Items in a dataset:

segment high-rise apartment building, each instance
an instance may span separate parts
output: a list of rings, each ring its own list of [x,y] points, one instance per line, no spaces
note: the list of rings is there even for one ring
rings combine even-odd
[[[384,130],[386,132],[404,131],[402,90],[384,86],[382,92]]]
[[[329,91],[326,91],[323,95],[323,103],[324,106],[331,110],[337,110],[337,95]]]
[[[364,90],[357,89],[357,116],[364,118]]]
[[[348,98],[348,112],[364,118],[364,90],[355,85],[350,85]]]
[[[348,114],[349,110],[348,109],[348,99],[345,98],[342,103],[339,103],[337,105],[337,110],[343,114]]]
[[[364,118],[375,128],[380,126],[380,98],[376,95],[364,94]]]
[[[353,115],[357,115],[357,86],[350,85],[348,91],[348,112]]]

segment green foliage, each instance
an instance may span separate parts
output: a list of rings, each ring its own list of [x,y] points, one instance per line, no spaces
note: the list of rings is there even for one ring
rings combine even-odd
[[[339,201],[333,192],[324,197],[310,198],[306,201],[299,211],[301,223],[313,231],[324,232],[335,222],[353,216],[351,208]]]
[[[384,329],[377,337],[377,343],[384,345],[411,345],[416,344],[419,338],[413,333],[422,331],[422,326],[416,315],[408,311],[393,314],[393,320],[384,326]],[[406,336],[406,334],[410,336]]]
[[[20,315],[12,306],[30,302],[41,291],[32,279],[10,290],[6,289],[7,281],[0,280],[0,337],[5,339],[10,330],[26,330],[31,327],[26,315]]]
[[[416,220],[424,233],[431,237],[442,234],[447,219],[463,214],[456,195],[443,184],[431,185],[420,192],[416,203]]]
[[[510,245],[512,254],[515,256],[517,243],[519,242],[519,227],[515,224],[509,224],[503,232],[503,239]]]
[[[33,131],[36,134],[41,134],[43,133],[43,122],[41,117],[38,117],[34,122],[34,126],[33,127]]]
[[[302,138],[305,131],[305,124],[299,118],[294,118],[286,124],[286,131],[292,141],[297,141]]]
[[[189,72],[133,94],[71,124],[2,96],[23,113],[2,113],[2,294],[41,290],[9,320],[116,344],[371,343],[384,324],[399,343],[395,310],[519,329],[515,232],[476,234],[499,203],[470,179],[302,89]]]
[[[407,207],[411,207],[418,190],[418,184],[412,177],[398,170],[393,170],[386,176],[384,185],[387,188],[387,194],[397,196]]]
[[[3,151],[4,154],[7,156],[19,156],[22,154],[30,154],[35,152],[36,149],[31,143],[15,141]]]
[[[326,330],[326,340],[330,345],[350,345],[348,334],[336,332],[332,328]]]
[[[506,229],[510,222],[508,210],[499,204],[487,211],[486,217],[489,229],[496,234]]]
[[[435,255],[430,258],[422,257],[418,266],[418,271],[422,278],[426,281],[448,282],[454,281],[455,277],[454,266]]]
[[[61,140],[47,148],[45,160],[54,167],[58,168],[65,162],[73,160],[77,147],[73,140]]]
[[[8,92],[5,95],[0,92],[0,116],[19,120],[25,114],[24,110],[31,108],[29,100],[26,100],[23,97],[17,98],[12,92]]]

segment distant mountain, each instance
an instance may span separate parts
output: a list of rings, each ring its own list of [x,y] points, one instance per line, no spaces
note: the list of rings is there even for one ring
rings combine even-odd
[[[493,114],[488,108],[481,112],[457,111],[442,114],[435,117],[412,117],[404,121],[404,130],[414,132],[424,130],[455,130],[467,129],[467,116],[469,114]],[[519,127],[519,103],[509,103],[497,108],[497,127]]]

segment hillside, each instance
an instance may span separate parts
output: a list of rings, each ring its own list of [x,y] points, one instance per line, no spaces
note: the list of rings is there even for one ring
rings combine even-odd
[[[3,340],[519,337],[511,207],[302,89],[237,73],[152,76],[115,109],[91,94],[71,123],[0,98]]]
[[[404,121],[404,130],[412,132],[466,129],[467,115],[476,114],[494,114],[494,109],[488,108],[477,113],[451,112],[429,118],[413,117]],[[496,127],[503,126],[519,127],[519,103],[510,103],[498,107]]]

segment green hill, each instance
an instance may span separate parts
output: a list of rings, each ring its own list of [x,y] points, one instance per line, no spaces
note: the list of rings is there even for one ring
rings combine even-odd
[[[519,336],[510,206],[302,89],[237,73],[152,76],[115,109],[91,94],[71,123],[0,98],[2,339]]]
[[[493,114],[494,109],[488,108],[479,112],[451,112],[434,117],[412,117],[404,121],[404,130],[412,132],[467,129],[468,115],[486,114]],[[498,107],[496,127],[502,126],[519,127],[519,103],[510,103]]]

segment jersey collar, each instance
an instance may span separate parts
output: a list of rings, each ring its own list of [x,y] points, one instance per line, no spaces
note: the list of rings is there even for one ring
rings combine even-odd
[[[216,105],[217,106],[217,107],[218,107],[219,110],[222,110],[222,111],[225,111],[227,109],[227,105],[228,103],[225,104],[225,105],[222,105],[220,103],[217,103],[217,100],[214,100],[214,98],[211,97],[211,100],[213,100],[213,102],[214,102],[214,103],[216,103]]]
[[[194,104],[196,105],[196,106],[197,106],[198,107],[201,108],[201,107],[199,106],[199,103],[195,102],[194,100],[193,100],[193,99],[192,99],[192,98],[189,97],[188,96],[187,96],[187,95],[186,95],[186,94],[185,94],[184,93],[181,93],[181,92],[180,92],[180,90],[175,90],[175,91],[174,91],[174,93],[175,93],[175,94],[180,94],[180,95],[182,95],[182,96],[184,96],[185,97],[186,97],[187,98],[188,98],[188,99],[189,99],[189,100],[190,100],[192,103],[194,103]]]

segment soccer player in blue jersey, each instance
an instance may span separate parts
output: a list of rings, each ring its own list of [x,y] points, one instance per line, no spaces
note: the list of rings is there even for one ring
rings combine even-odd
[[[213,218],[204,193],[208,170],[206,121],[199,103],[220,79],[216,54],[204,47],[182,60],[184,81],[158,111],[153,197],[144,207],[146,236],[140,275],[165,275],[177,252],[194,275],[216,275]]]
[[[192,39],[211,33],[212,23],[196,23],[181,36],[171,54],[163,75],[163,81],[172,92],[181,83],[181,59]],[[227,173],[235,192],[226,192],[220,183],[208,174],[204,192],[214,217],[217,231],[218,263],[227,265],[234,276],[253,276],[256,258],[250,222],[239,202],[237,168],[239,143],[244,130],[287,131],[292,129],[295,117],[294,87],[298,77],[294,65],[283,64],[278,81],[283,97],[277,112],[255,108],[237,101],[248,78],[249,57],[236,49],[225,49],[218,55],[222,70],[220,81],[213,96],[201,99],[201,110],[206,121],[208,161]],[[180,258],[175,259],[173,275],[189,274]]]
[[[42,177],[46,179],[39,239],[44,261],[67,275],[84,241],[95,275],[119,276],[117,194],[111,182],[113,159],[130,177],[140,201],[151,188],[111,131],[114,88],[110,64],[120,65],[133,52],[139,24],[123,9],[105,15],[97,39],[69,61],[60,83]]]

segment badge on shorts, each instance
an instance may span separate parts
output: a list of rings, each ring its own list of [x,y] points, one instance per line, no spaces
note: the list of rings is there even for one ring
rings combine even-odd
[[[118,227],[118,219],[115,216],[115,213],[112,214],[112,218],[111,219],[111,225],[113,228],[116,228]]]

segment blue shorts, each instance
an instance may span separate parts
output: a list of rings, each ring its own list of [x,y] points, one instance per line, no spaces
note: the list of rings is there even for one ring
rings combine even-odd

Task details
Copy out each of the records above again, word for word and line for line, leaving nothing out.

Complete output
segment high-rise apartment building, each instance
an instance may span separate parts
output: a list of rings, each ring its own list of [x,y] points, one instance per line, no spaces
note: the list of rings is there even for one ring
rings combine even-odd
[[[384,130],[386,132],[404,131],[402,90],[384,86],[382,92]]]
[[[329,91],[326,91],[323,95],[323,103],[324,106],[331,110],[337,110],[337,95]]]
[[[364,90],[357,89],[357,116],[364,118]]]
[[[348,98],[348,112],[364,118],[364,90],[355,85],[350,85]]]
[[[348,114],[349,110],[348,109],[348,99],[345,98],[342,103],[339,103],[337,105],[337,110],[343,114]]]
[[[364,118],[375,128],[380,126],[380,98],[376,95],[364,94]]]
[[[353,115],[357,115],[357,86],[350,85],[348,91],[348,112]]]

segment green foliage, each instance
an instance may span separate parts
output: a list of rings, each ring its own list of [x,y] points, one instance per line, no spaces
note: the list of rings is there even for one ring
rings combine even-odd
[[[339,201],[333,192],[324,197],[310,198],[306,201],[299,211],[301,223],[313,231],[324,232],[335,222],[353,216],[351,208]]]
[[[384,329],[377,337],[377,343],[384,345],[411,345],[416,344],[419,338],[413,333],[422,331],[422,326],[416,315],[408,311],[393,314],[393,320],[384,326]],[[406,336],[406,334],[410,336]]]
[[[20,315],[12,306],[30,302],[41,291],[32,279],[10,290],[6,289],[7,281],[0,280],[0,337],[5,339],[10,330],[26,330],[31,327],[26,315]]]
[[[416,220],[424,233],[431,237],[442,234],[447,219],[463,214],[456,195],[443,184],[431,185],[420,192],[416,203]]]
[[[510,245],[512,254],[515,256],[517,243],[519,242],[519,227],[515,224],[509,224],[503,232],[503,239]]]
[[[33,131],[36,134],[41,134],[43,133],[43,122],[41,117],[38,117],[34,122],[34,126],[33,127]]]
[[[302,138],[305,131],[305,124],[299,118],[294,118],[286,124],[286,131],[292,141],[297,141]]]
[[[189,72],[133,94],[71,124],[2,96],[23,113],[2,113],[2,294],[41,290],[9,320],[116,344],[371,343],[384,324],[399,343],[395,310],[519,329],[515,232],[476,234],[499,203],[470,179],[302,89]]]
[[[407,207],[411,207],[418,190],[418,184],[412,177],[398,170],[393,170],[386,176],[384,185],[387,188],[387,194],[397,196]]]
[[[3,151],[4,154],[7,156],[19,156],[22,154],[30,154],[35,152],[36,149],[31,143],[15,141]]]
[[[326,330],[326,340],[330,345],[350,345],[348,334],[336,332],[332,328]]]
[[[506,229],[510,222],[508,210],[499,204],[487,211],[486,217],[489,229],[496,234]]]
[[[435,255],[430,258],[422,257],[418,266],[418,271],[422,278],[426,281],[448,282],[454,281],[455,277],[454,266]]]
[[[61,140],[47,148],[45,160],[54,167],[58,168],[65,162],[73,160],[77,147],[73,140]]]
[[[8,92],[5,95],[0,92],[0,116],[19,120],[25,114],[24,110],[31,108],[29,100],[26,100],[23,97],[17,98],[12,92]]]

segment distant mountain, each instance
an instance may span separate parts
output: a list of rings, each ring its own list of [x,y] points, one instance per line, no spaces
note: the list of rings is there even for one ring
rings combine even-odd
[[[493,114],[488,108],[481,112],[457,111],[442,114],[435,117],[412,117],[404,121],[404,130],[414,132],[424,130],[455,130],[467,129],[467,116],[469,114]],[[519,127],[519,103],[509,103],[497,108],[497,127]]]

segment hillside, each instance
an instance may span separate parts
output: a list of rings, each ring its own list of [x,y] points, one instance per line, no spaces
note: the list of rings is there even for one ring
rings combine even-odd
[[[3,340],[519,337],[511,207],[302,89],[237,73],[152,76],[115,109],[91,94],[71,123],[0,98]]]
[[[404,121],[404,130],[412,132],[466,129],[467,115],[476,114],[494,114],[494,109],[488,108],[477,113],[451,112],[429,118],[413,117]],[[496,127],[503,126],[519,127],[519,103],[510,103],[498,107]]]

segment green hill, each instance
an instance may span separate parts
output: a list of rings, each ring its own list of [x,y] points, one instance per line, no spaces
note: the list of rings is there even for one ring
rings combine even-odd
[[[519,336],[510,206],[302,89],[237,73],[152,76],[115,109],[91,94],[71,123],[0,98],[2,339]]]
[[[493,114],[494,109],[488,108],[479,112],[451,112],[434,117],[412,117],[404,121],[404,130],[412,132],[467,129],[468,115],[486,114]],[[498,107],[496,127],[502,126],[519,127],[519,103],[510,103]]]

segment jersey collar, each instance
an instance may span separate parts
output: a list of rings, each ring its own list of [x,y] points, one instance per line, no spaces
note: the list of rings is there even for one ring
rings combine even-odd
[[[216,105],[217,106],[217,107],[218,107],[219,110],[222,110],[222,111],[225,111],[227,109],[227,105],[228,103],[225,104],[225,105],[222,105],[220,103],[217,103],[217,100],[214,100],[214,98],[211,97],[211,100],[213,100],[213,102],[214,102],[214,103],[216,103]]]
[[[194,104],[196,105],[196,106],[197,106],[198,107],[201,108],[201,107],[199,106],[199,103],[195,102],[194,100],[193,100],[193,99],[192,99],[192,98],[189,97],[188,96],[187,96],[187,95],[186,95],[186,94],[185,94],[184,93],[181,93],[181,92],[180,92],[180,90],[175,90],[175,91],[174,91],[174,93],[175,93],[175,94],[180,94],[180,95],[182,95],[182,96],[184,96],[185,97],[186,97],[187,98],[188,98],[188,99],[189,99],[189,100],[190,100],[192,103],[194,103]]]

segment soccer player in blue jersey, each instance
an instance may span separate parts
output: a list of rings, each ring its own list of [x,y] points, one instance per line, no spaces
note: the list of rings is there even for one ring
rings combine even-odd
[[[213,218],[204,193],[208,170],[206,121],[199,103],[220,79],[216,54],[204,47],[182,60],[184,81],[158,111],[153,197],[144,207],[146,236],[140,275],[165,275],[177,252],[194,275],[216,275]]]
[[[192,39],[211,33],[212,23],[196,23],[181,36],[171,54],[163,75],[163,81],[172,92],[181,83],[181,59]],[[227,173],[235,192],[226,192],[220,183],[208,174],[204,192],[214,217],[217,231],[218,263],[227,265],[234,276],[253,276],[256,258],[250,222],[239,202],[237,168],[239,143],[244,130],[287,131],[292,129],[295,117],[294,87],[298,77],[294,65],[283,64],[278,81],[283,97],[277,112],[255,108],[237,101],[248,78],[249,57],[236,49],[225,49],[218,55],[222,70],[220,81],[213,96],[201,99],[201,110],[206,121],[208,161]],[[180,258],[175,259],[173,275],[189,274]]]
[[[42,177],[46,179],[39,239],[44,261],[67,275],[84,241],[95,275],[119,276],[117,194],[111,182],[113,159],[130,177],[140,201],[151,188],[111,131],[114,88],[110,64],[120,65],[133,52],[139,24],[123,9],[105,15],[97,39],[69,61],[60,83]]]

segment badge on shorts, each instance
an instance may span separate parts
output: a list of rings, each ring its own list of [x,y] points, one instance per line, no spaces
note: the list of rings is there even for one ring
rings combine even-odd
[[[118,227],[118,219],[115,216],[115,213],[112,214],[112,218],[111,219],[111,225],[113,228],[116,228]]]

segment blue shorts, each instance
an instance may span separate parts
output: a list of rings, each ring its own list of [x,y] points, one instance per line, no spaces
note: the list of rings is there even for one ring
rings combine even-odd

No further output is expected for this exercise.